Selected passage -
The electroplating cell can contain unstable cation species that are also easily oxidized at the anode; for example, ferrous cations (Fe.sup.+2) can become oxidized to ferric cations (Fe.sup.+3) at the anode. This is undesirable, because ferric ions often precipitate out of solution. Yet another problem that arises when incorporating easily oxidizable species in a plating bath is that these species oxidize on contact with oxygen in ambient air surrounding the electroplating solution. However, the oxidizable species are often desirable at the cathode to allow deposition of such species on the substrate being electroplated. For example, ferrous cations (Fe.sup.+2) are needed to deposit CoFeP alloys that have highly desirable magnetic properties.
Another problem arises because the fundamental nature of electrodeposition processes requires that a reducing potential be present at the cathode and an oxidizing potential at the anode. Thus all electrodeposition processes which rely on the presence of a thermodynamically unstable species potentially suffer from undesirable oxidation or reduction of these species at the anode or cathode. The oxidized ionic species are undesirable because they remain in the electroplating bath as an additional non-reactive component that competes in the electromigration process, as a "spoiler" which impairs the cathodic electrodeposition process, or as a precipitated material. In the former case, additional quantities of the thermodynamically unstable ionic species must be continuously added to the electroplating solution; and in the latter case, the entire electroplating solution must be purified or rejected. Oxidization of thermodynamically unstable species in the cell often results in poor electroplating performance, non-uniform deposition, variable electrical and magnetic properties in the plated coating, and shortened use lifetime for the electroplating solution bath.
Thus it is desirable to have an electroplating apparatus and method that reduces or altogether prevents oxidation of thermodynamically unstable ionic species in the electroplating solution of the apparatus. It is further desirable to have an electroplating apparatus and method that can be used to uniformly deposit complex magnetic alloys onto substrates, and that can be easily adapted to deposit different alloy compositions.

Exercise data -
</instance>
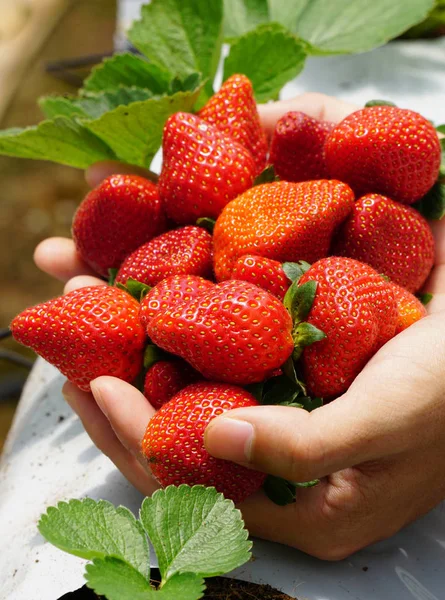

To-do item - Can you give the electroplating passage again, starting at the words "Thus it is desirable" and stopping after "different alloy compositions.", and switch every "apparatus" to "system"?

Written response -
Thus it is desirable to have an electroplating system and method that reduces or altogether prevents oxidation of thermodynamically unstable ionic species in the electroplating solution of the system. It is further desirable to have an electroplating system and method that can be used to uniformly deposit complex magnetic alloys onto substrates, and that can be easily adapted to deposit different alloy compositions.